Problem statement = Output only the entries, exactly as given, without the pictures.

** Opening Records provided block **

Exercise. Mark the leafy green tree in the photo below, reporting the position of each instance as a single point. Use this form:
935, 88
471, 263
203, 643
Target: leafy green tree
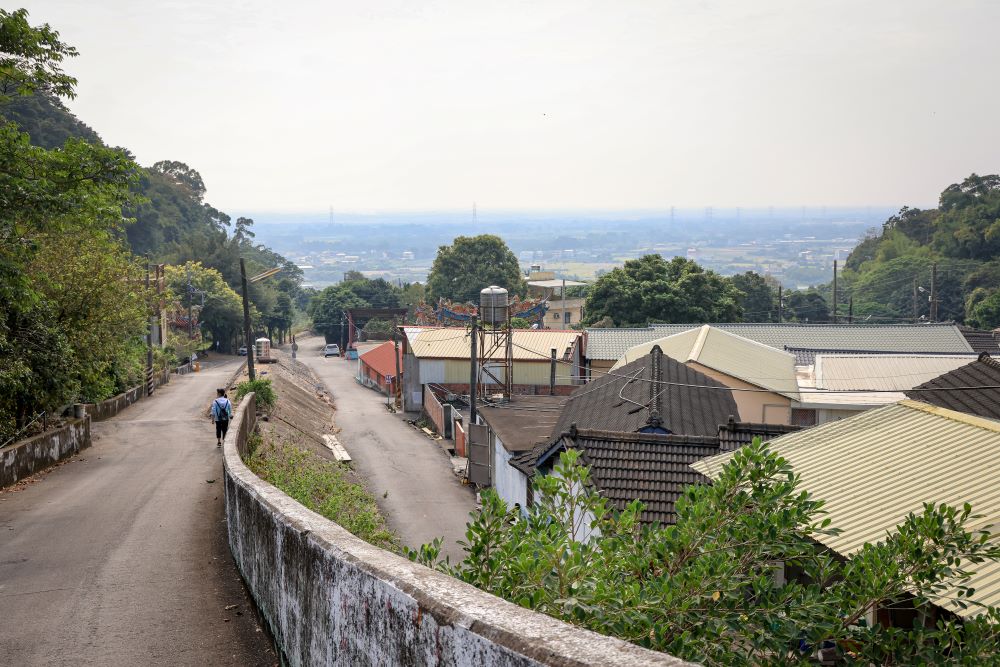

** Closing Records provided block **

Result =
Exercise. Mark the leafy green tree in the photo below, reporting the position of each instance as a single point. Use this form:
935, 88
471, 263
203, 643
Target: leafy green tree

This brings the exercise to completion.